TEXTE PROPOSÉ
···

L'"ère Kim Jong-il" a été marquée par un changement dans la structure de l'Etat ­: l'armée devint l'épine dorsale du régime, reléguant le Parti au second plan. Aux termes de la nouvelle constitution (1998), la commission de défense nationale, présidée par Kim Jong-il, est l'"organe militaire suprême chargé de la souveraineté de l'Etat". Et l'année suivante, le slogan "Primauté à l'armée" confirme que l'Etat s'est restructuré autour de son appareil militaire.
Inquiet de l'effondrement des régimes en Europe de l'Est, Kim Jong-il a vu en l'armée le rempart à une éventuelle "contre-révolution". Une nouvelle page de l'histoire s'ouvrait­ : d'Etat communiste fondé sur la "dictature du prolétariat", la RPDC devient un Etat sous la tutelle militaire.

···

DONNÉES À EXAMINER
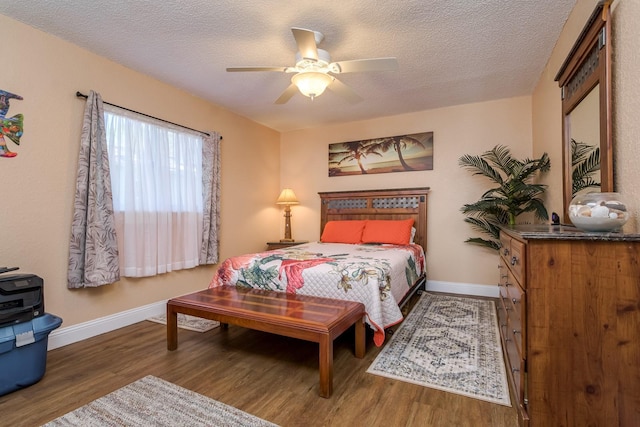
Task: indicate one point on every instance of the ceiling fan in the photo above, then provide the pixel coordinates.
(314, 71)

···

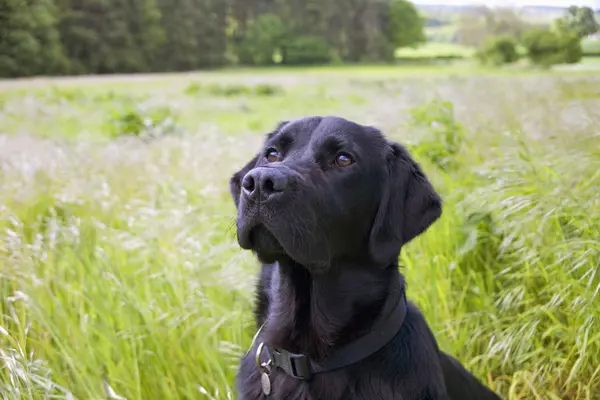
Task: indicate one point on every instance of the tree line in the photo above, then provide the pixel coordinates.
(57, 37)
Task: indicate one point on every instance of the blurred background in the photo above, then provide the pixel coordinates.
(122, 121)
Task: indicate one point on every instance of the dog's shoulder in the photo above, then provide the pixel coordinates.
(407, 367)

···

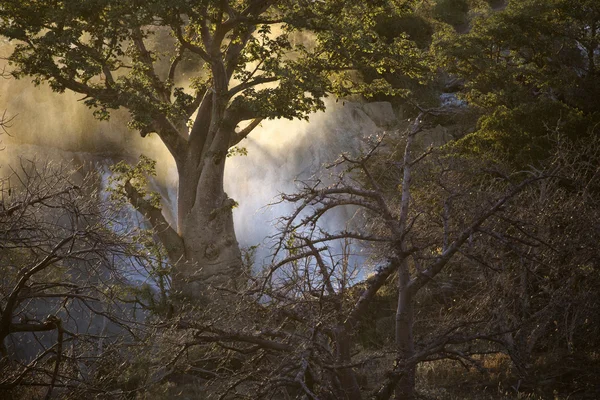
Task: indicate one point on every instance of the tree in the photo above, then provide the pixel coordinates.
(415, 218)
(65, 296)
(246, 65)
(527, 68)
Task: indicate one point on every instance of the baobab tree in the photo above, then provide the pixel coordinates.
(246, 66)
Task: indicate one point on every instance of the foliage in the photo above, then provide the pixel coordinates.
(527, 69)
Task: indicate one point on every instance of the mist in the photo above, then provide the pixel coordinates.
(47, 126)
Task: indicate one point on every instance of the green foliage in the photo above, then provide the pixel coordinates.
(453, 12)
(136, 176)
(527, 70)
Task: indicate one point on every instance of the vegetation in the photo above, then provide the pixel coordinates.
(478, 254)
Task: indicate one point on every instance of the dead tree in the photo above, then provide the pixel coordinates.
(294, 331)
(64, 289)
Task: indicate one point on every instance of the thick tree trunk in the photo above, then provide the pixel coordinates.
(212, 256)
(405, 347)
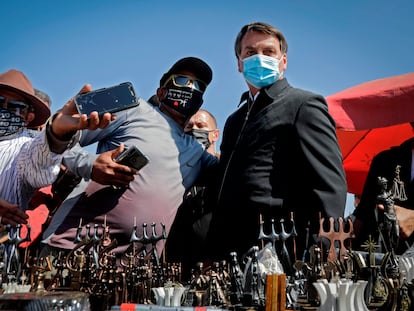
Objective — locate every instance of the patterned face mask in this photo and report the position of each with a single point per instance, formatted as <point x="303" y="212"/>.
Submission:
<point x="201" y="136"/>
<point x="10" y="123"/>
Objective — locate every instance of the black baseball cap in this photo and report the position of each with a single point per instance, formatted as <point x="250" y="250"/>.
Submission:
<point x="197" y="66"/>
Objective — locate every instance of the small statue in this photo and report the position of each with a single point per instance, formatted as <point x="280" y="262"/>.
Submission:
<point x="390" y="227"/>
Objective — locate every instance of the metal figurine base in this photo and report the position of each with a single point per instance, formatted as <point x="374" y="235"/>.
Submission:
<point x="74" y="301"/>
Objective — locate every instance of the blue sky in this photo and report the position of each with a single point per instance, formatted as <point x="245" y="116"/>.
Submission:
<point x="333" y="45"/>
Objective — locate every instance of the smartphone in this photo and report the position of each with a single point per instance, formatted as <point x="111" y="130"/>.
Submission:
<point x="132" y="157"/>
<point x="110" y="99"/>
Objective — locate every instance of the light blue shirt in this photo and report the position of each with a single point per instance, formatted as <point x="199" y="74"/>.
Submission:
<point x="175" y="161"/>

···

OBJECTIF DE L'EXERCICE
Poursuivez le texte sur l'« ère Kim Jong-il » à la suite de sa dernière phrase.

CORRIGÉ
ÉCONOMIE MORIBONDE ET FAMINE
Kim Jong-il hérite d'un pays au bord du gouffre. La détérioration de la situation économique avait été accélérée par l'abandon des alliés stratégiques de la RPDC. L'effondrement de l'URSS et la nouvelle orientation économique de la Chine la privent de l'assistance des "pays frères". En raison de l'arrêt des approvisionnements en énergie à coût préférentiel, les industries tournent au ralenti et l'agriculture, privée d'engrais, peine à nourrir la population. Les désastres naturels du milieu des années 1990 porteront le coup de grâce à une économie moribonde ­: une famine ravage le pays entre 1995 et 1998, causant la mort de 600 000 personnes (près de 4 % de la population).
A la fin de la première décennie 2000, la RPDC restait dépendante de l'aide alimentaire internationale et son industrie continuait à stagner en dépit de la relative libéralisation de juillet­ 2002. Loin de s'inscrire dans un processus volontariste "par le haut" à la Deng Xiaoping en Chine, ces réformes entérinaient un état de fait­ : avec l'effondrement du système de distribution publique et la désorganisation de l'Etat au cours de la famine était apparue une économie de facto de marché, que le régime n'avait fait que légaliser.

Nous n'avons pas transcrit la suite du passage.